■ PROBLEMS TO SOLVE
[1] List the three main types of phototherapy named in the passage on PUVA phototherapy.
[2] According to the passage on PUVA phototherapy, how long before the phototherapy begins is psoralen taken?

■ PASSAGE FOR REVIEW
========================================

PUVA Phototherapy (Psoralen plus UVA)

Phototherapy refers to when light is used as a therapy to treat a medical condition. For thousands of years, sunlight has been known to be beneficial as a treatment for certain skin disorders.

Now, scientists know that it is the invisible, ultraviolet (UV) part of sunlight that improves skin conditions, particularly the ultraviolet A (UVA) and ultraviolet B (UVB) rays. UV light reduces skin inflammation and can therefore benefit patients with inflammatory skin conditions such as psoriasis.

Newborn infant baby boy receiving phototherapy for jaundice at the hospital. Image Copyright: Melpomene / Shutterstock, Inc

Newborn infant baby boy receiving phototherapy for jaundice at the hospital. Image Copyright: Melpomene / Shutterstock, Inc

Types of Phototherapy

The three main types of phototherapy are broad band UVB, narrow band UVB and PUVA (psoralen plus UVA). Broad band UVB uses the full UVB spectrum of wavelengths to treat skin conditions, while the narrow band form only uses a small range of wavelengths.

Also sometimes called photochemotherapy, PUVA combines a chemical sensitizer called psoralen with UVA to intensify the effects of UVA therapy among patients who fail to respond to UVB therapy. Psoralen, which is taken by mouth one hour before the phototherapy begins, increases the skin’s sensitivity to UVA light.

PUVA Treatment Schedule

The treatment is given two to three times a week over the course of 12 to 15 weeks, which is often followed by a weekly maintenance therapy. The treatment is never given on two consecutive days.

The amount of skin exposed to the light depends mainly on how severe the condition is. Most patients have all of the body exposed, aside from the eyes, which are protected with goggles. The male genitalia are also covered, with groin protection. If the face has not been affected by the skin condition, a face shield may also be worn. Giving more than 150 to 250 treatments over a lifetime, is not recommended due to an increased risk of skin cancer developing once this limit is exceeded.

Typically, a patient visits a dermatology clinic and stands in a 5’ by 7’ light box after having removed their clothes from the affected parts of the body. The light is shone for 1 to 10 minutes, with the exposure time increasing gradually, the more treatments are received.

========================================

■ PROVIDED INFORMATION
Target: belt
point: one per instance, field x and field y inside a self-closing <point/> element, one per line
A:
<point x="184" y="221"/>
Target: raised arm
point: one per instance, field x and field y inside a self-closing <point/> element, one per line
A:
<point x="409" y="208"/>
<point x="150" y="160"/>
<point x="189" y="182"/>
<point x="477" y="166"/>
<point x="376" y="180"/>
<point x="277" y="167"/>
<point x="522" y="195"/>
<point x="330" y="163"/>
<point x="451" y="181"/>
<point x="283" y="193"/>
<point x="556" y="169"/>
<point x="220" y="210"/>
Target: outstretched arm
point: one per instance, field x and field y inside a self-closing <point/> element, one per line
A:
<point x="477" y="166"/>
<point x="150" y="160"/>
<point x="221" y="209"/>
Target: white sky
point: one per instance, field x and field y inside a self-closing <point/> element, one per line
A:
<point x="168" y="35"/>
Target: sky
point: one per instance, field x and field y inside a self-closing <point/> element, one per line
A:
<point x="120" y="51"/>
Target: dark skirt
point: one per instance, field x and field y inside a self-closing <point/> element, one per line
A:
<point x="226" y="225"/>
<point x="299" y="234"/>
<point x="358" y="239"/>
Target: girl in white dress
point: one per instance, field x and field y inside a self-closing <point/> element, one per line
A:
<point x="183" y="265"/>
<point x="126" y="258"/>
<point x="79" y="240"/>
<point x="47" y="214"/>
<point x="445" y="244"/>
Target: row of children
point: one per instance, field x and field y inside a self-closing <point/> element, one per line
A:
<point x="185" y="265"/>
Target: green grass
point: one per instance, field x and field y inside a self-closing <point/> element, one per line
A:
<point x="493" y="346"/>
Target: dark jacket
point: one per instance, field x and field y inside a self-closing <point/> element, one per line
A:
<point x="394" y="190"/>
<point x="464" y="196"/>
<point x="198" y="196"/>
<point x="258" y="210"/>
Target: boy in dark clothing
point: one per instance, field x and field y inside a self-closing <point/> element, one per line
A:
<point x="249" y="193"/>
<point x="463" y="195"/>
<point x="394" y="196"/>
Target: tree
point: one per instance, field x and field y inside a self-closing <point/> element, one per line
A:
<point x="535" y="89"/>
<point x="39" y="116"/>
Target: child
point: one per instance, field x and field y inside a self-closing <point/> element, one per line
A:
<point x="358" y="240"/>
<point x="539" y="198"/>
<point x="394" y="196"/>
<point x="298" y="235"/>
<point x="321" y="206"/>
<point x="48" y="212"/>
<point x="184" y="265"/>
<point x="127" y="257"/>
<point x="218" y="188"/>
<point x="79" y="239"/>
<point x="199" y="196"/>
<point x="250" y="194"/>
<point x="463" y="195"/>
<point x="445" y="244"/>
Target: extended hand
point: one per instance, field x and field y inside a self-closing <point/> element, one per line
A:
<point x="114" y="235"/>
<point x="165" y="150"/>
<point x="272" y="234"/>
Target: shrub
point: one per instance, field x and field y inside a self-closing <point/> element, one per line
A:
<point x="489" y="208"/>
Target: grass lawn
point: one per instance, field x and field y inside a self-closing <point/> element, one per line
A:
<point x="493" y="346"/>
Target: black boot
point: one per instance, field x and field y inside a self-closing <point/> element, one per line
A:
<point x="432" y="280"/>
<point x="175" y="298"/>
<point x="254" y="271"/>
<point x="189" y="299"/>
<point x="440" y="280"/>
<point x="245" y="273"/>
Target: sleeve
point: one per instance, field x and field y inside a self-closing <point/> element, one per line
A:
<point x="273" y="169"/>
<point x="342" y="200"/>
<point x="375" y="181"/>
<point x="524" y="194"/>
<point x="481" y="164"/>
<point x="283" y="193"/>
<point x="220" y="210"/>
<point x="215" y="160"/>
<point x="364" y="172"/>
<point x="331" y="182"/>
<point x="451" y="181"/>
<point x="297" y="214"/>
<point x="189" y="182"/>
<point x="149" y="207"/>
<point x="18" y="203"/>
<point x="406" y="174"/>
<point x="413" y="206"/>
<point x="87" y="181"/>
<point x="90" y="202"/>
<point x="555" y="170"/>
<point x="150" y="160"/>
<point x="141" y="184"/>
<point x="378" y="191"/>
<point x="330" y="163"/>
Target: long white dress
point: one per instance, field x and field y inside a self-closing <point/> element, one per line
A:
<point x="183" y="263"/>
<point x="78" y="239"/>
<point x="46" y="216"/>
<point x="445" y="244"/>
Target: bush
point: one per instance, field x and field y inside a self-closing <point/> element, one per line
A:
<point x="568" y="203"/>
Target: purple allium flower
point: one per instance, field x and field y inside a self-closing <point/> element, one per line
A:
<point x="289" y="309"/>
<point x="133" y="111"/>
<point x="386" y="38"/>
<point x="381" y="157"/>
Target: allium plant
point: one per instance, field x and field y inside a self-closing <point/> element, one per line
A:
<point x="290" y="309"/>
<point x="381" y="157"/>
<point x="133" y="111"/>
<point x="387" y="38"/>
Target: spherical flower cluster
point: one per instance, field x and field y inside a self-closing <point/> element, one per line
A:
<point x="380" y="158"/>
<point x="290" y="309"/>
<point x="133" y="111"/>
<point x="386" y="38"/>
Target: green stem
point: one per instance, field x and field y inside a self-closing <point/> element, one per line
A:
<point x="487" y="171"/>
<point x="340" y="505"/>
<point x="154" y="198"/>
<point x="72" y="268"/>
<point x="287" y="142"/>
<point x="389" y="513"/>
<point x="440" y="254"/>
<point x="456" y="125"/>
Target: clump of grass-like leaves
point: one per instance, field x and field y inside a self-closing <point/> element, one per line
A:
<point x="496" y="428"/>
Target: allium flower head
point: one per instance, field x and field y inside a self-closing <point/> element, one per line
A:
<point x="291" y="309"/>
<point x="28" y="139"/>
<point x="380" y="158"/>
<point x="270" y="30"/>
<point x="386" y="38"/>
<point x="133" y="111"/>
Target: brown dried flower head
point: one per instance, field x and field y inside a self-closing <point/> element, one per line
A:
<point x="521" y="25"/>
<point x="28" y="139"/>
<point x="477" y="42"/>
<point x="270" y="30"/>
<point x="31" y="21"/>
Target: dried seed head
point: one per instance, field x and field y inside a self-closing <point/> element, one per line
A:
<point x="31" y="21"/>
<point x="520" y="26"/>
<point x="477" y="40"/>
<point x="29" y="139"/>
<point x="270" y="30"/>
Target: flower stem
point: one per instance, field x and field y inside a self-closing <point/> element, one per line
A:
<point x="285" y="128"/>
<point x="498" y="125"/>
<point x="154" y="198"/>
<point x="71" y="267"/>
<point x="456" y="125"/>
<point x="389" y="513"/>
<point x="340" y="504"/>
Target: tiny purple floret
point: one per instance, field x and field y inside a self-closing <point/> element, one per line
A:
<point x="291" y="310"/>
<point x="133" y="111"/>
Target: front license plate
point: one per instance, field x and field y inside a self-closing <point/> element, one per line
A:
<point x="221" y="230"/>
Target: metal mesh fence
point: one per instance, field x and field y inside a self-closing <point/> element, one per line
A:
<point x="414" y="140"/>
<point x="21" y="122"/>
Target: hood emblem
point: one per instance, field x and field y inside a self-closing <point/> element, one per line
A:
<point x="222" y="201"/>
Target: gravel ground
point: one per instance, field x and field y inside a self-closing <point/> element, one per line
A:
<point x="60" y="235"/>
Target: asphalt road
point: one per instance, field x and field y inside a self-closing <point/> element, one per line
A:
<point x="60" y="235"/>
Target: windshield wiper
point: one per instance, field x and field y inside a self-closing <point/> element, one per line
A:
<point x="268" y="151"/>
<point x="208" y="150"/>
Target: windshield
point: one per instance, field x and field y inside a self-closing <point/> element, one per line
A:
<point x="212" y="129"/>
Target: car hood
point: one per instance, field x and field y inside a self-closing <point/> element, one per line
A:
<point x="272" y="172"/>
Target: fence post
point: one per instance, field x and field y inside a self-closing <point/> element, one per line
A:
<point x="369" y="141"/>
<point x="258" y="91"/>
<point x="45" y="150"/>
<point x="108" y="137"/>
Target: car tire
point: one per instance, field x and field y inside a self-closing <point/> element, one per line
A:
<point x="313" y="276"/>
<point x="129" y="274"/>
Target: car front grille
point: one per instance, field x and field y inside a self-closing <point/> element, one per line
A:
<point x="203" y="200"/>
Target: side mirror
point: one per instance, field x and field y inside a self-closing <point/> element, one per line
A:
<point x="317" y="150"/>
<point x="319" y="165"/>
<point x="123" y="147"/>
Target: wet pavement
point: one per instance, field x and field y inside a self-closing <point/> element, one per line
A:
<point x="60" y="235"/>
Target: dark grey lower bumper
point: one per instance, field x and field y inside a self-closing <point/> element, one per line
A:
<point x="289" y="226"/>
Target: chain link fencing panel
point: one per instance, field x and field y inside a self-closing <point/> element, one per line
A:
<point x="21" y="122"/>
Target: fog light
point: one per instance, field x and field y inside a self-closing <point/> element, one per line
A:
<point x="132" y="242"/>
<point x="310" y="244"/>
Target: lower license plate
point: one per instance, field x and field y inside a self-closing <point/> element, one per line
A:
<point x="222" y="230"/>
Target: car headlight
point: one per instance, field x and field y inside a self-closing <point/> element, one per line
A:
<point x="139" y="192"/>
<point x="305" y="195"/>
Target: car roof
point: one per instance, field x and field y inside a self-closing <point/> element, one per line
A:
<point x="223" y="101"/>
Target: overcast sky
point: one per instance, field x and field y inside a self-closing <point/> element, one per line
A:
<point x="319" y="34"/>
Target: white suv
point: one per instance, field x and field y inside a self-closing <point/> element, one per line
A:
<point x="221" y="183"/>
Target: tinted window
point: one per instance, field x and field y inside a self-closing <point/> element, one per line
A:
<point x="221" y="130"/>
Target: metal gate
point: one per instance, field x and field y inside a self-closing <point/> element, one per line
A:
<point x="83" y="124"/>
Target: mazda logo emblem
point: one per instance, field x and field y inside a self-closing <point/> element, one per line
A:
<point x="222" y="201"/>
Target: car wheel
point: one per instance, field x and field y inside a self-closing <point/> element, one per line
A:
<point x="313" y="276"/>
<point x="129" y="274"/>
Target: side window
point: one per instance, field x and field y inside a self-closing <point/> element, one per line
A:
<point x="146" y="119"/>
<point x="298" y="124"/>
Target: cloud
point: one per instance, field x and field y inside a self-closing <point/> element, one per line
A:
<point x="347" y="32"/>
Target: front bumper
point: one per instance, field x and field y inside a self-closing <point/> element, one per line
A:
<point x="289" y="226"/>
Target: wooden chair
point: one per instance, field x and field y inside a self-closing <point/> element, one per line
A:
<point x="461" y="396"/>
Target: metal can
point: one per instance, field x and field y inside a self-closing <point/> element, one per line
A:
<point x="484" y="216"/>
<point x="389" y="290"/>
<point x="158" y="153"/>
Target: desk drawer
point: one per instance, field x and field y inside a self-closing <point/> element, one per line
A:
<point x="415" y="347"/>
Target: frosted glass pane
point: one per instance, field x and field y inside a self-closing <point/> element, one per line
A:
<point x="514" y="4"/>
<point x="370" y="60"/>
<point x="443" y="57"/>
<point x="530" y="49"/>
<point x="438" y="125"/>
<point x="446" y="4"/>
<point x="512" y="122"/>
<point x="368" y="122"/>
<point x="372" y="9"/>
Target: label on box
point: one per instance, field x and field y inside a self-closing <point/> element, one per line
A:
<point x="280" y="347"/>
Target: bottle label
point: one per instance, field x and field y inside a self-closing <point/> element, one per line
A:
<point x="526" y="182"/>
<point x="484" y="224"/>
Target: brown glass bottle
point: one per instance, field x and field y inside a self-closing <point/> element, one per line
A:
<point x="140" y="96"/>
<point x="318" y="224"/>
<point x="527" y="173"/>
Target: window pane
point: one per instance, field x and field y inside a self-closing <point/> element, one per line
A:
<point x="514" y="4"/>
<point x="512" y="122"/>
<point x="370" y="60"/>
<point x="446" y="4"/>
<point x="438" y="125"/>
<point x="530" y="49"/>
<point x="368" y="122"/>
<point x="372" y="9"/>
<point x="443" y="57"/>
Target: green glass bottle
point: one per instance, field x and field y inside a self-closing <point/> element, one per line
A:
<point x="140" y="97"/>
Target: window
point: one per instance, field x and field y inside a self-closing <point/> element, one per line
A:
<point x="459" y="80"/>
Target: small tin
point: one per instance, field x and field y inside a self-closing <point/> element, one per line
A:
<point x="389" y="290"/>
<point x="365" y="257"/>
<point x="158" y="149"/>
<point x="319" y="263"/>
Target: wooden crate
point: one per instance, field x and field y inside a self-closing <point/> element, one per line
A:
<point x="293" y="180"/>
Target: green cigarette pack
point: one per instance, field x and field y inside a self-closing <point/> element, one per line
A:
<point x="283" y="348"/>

========================================

■ SOLUTIONS IN ORDER
[1] Broad band UVB, narrow band UVB, and PUVA (psoralen plus UVA)

[2] One hour before, taken by mouth.